(Collection entries)
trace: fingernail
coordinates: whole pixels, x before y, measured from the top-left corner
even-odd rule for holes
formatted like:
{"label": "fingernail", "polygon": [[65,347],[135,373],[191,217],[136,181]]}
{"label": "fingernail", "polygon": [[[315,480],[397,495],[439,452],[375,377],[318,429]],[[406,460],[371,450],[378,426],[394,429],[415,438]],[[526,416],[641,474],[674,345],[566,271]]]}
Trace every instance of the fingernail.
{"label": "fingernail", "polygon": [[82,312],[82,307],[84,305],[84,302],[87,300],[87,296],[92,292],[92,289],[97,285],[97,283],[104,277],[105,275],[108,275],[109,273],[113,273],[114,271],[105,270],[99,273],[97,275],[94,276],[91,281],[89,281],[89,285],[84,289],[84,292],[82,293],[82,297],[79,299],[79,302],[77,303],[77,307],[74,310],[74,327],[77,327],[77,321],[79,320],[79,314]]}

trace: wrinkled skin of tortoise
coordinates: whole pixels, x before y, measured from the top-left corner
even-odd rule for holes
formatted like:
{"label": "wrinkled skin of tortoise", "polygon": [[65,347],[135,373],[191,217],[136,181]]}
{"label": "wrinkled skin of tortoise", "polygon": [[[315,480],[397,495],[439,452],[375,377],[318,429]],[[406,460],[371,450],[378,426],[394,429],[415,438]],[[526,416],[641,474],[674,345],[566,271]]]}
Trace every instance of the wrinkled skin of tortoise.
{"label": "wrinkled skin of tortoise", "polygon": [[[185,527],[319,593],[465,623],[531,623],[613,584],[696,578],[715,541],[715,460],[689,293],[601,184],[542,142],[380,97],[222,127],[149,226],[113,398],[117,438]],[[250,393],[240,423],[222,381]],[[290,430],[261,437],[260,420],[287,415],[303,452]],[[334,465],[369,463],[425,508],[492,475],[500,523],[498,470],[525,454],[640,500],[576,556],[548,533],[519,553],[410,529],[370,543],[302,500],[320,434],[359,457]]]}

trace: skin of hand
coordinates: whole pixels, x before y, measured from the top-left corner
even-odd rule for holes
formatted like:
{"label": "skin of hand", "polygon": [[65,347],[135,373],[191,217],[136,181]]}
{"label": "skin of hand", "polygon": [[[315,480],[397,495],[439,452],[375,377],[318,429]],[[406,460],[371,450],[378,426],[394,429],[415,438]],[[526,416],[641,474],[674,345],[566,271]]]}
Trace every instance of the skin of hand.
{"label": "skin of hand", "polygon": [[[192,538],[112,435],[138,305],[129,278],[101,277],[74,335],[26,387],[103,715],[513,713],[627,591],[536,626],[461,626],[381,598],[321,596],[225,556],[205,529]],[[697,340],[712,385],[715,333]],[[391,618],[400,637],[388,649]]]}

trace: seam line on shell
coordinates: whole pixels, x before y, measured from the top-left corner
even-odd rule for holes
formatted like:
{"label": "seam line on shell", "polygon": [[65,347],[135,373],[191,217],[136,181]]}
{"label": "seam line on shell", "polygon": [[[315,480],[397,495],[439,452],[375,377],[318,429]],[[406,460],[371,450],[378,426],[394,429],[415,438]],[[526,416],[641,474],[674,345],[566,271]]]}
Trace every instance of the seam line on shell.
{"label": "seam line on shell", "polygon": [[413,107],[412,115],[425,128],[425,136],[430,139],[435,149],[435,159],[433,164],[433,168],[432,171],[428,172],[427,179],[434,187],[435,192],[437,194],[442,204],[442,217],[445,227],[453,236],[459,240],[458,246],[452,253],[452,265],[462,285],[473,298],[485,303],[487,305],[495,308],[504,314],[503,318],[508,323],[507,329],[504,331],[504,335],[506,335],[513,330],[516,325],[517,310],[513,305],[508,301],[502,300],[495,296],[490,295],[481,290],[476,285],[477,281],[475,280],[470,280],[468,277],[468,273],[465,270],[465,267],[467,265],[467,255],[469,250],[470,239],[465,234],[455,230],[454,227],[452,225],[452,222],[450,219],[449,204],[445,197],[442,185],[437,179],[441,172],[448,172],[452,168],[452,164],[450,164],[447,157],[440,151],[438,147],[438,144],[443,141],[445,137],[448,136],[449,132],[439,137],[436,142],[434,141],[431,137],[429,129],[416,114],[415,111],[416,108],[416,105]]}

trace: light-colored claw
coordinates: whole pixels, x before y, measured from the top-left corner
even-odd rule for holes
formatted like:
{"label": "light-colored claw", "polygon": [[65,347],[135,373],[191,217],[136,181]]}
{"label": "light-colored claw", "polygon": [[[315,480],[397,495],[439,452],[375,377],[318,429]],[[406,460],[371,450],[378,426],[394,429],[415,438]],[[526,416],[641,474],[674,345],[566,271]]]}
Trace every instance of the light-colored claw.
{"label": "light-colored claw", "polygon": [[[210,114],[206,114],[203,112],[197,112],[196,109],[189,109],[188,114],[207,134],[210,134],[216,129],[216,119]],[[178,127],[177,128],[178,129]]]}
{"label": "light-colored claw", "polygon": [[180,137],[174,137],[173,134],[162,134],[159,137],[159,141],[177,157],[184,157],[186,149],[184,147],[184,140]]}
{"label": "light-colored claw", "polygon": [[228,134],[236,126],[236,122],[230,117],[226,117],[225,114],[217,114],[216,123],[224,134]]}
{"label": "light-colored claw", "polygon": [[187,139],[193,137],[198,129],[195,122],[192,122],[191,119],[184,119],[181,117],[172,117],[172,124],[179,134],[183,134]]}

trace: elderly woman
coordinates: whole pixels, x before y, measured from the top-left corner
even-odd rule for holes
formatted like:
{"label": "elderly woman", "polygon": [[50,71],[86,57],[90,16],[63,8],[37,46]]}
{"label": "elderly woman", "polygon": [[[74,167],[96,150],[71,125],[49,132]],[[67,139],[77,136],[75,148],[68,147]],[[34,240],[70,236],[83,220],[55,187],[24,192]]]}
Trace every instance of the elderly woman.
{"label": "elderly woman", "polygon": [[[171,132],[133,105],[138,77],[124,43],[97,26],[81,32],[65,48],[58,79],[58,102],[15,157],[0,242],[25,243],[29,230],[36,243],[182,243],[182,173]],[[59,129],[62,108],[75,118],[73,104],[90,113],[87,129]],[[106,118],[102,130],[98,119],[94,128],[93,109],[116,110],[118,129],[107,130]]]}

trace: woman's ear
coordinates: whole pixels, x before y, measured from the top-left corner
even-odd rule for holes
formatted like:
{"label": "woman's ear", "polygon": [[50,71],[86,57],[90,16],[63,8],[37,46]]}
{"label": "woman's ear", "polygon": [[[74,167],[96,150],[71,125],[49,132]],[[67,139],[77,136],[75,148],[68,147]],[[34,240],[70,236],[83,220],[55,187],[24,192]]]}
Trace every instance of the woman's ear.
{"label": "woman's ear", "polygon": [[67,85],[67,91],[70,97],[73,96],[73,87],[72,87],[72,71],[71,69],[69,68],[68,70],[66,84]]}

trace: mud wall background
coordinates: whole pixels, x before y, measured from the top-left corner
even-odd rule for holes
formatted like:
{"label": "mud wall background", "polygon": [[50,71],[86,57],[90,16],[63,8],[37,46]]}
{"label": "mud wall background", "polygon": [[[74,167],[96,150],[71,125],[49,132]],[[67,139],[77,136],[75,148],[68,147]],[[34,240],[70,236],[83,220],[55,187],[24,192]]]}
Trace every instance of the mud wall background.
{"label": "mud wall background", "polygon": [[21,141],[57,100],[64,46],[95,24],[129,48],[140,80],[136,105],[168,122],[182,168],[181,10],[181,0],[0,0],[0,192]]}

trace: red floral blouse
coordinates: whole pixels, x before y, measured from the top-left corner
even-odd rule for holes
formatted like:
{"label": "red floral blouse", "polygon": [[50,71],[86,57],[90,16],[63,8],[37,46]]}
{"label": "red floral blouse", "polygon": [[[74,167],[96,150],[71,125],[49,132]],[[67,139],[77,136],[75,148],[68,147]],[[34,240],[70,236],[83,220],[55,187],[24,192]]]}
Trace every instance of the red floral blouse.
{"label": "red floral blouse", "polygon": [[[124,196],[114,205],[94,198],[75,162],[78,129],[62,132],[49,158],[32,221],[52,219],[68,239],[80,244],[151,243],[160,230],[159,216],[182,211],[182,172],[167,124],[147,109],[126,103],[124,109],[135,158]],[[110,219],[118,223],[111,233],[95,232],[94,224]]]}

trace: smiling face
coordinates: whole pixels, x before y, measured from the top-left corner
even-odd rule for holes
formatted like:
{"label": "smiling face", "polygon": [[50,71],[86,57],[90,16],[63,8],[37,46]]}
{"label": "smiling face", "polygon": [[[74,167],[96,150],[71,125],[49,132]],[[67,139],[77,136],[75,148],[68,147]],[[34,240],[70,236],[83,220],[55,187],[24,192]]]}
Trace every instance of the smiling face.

Brief ::
From the line that contains "trace: red floral blouse" down to the last line of the listing above, repeat each line exactly, and include nothing else.

Task result ::
trace: red floral blouse
coordinates: whole pixels, x before y, measured from the top-left corner
even-odd rule for holes
formatted like:
{"label": "red floral blouse", "polygon": [[50,71],[86,57],[90,16],[63,8],[37,46]]}
{"label": "red floral blouse", "polygon": [[[74,167],[96,150],[71,125],[49,132]],[[67,139],[77,136],[75,148],[68,147]],[[34,240],[70,236],[83,220],[55,187],[24,192]]]}
Trace every instance of the red floral blouse.
{"label": "red floral blouse", "polygon": [[[124,196],[114,205],[94,198],[75,162],[78,129],[62,132],[49,158],[32,221],[52,219],[68,239],[80,244],[151,243],[160,230],[159,216],[182,211],[182,172],[167,124],[147,109],[126,103],[124,109],[135,158]],[[110,219],[118,223],[111,233],[95,232],[94,224]]]}

trace: smiling face
coordinates: whole pixels, x before y, measured from the top-left corner
even-odd rule for holes
formatted like:
{"label": "smiling face", "polygon": [[50,71],[86,57],[90,16],[63,8],[37,46]]}
{"label": "smiling face", "polygon": [[[74,167],[96,150],[71,125],[49,132]],[[67,139],[77,136],[75,148],[68,147]],[[34,240],[70,236],[83,220],[55,187],[24,192]]]}
Trace every instance of the smiling face.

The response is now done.